• Goal: Can you reproduce the records starting at the line containing "Exercise. Point out the green" and ending at the line containing "[(511, 6), (435, 151)]", keeping the requests in place, but with -107 added to every coordinate in the answers? Leave the coordinates in the requests and their format samples unchanged.
### Given entries ###
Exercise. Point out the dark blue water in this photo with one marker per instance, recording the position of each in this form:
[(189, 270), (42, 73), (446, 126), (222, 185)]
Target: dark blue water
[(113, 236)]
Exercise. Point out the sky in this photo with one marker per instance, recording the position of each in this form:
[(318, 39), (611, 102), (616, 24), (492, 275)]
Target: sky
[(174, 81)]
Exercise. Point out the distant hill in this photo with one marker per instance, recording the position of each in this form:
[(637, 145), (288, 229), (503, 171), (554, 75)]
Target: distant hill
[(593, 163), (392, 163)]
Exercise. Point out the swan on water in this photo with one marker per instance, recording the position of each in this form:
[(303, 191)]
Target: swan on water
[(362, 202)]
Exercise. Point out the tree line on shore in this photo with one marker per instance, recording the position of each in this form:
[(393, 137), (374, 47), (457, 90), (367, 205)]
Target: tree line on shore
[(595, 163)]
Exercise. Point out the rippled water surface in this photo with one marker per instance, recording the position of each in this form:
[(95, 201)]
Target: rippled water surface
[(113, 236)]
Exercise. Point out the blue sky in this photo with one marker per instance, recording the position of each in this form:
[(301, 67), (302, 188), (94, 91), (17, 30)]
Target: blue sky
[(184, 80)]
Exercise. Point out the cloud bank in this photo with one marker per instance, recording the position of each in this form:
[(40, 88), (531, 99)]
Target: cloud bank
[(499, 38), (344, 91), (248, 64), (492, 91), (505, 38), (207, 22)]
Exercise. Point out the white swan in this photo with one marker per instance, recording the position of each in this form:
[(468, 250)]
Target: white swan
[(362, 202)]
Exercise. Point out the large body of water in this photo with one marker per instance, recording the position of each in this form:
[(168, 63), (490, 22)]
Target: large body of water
###
### Given entries ###
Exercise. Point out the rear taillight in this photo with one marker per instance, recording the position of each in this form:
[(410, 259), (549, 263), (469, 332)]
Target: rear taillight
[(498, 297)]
###
### Given entries ###
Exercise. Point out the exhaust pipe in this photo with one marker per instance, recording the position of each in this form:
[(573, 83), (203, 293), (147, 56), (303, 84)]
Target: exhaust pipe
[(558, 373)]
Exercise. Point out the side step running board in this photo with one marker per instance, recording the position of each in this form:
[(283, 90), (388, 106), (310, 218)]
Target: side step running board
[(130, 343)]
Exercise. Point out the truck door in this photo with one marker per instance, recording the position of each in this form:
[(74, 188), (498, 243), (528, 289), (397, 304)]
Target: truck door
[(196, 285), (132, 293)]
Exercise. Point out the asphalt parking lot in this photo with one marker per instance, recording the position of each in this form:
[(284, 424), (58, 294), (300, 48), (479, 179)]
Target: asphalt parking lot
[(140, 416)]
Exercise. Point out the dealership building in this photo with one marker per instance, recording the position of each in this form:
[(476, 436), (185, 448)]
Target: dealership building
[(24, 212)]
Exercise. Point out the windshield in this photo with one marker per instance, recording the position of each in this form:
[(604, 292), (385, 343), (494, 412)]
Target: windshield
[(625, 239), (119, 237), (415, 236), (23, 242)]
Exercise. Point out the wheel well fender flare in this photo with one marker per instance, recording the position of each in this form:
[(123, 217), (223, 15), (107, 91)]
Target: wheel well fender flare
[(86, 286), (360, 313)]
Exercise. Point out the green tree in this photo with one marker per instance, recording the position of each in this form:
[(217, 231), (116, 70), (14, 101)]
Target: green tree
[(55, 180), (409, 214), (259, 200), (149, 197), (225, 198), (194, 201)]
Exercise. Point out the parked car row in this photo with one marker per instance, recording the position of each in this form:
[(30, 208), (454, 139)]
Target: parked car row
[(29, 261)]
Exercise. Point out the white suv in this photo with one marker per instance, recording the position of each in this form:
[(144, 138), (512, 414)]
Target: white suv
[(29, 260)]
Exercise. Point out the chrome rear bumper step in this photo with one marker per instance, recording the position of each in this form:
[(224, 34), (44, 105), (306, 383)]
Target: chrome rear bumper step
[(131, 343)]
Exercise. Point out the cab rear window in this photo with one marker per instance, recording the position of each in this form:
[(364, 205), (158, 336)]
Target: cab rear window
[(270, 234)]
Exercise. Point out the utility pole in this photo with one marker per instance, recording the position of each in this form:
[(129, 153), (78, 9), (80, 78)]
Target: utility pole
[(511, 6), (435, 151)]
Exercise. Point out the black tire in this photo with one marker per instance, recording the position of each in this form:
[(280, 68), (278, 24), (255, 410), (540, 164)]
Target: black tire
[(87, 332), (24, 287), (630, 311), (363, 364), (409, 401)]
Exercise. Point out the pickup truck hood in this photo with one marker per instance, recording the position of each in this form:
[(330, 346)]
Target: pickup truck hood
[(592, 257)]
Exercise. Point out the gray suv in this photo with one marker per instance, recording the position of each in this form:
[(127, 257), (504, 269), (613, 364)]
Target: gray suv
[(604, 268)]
###
• Written answer:
Exercise. Point out the green tree in this photo with one marker per instance, recording the position of each in this form:
[(217, 231), (116, 70), (14, 101)]
Target: green tree
[(-52, 73), (302, 107), (152, 93), (42, 90), (118, 91), (87, 94)]
Exercise. Point out the parked car row in this photo with one marker per instance, recording the position of each in this form:
[(30, 208), (454, 139)]
Target: parked car row
[(-78, 154)]
Exercise. Point out the white suv in this photo with one marker per instance, recording the position of each in this form:
[(144, 138), (512, 414)]
Target: white suv
[(-78, 153)]
Exercise. Point out the chrome rear bumper step in this photo with one marker per instance, recording the position of each in this form:
[(224, 34), (44, 105), (306, 383)]
Target: chrome rear bumper step
[(24, 236)]
Exercise. Point out the cab rear window in this photo with one marker per instance, recording the position of each in this form:
[(364, 205), (158, 336)]
Target: cab rear window
[(163, 127)]
Exercise. Point out the utility pole in this photo with one marker per instance, recording the position of each in this form:
[(129, 153), (78, 9), (80, 78)]
Target: utility pole
[(404, -101), (328, 44)]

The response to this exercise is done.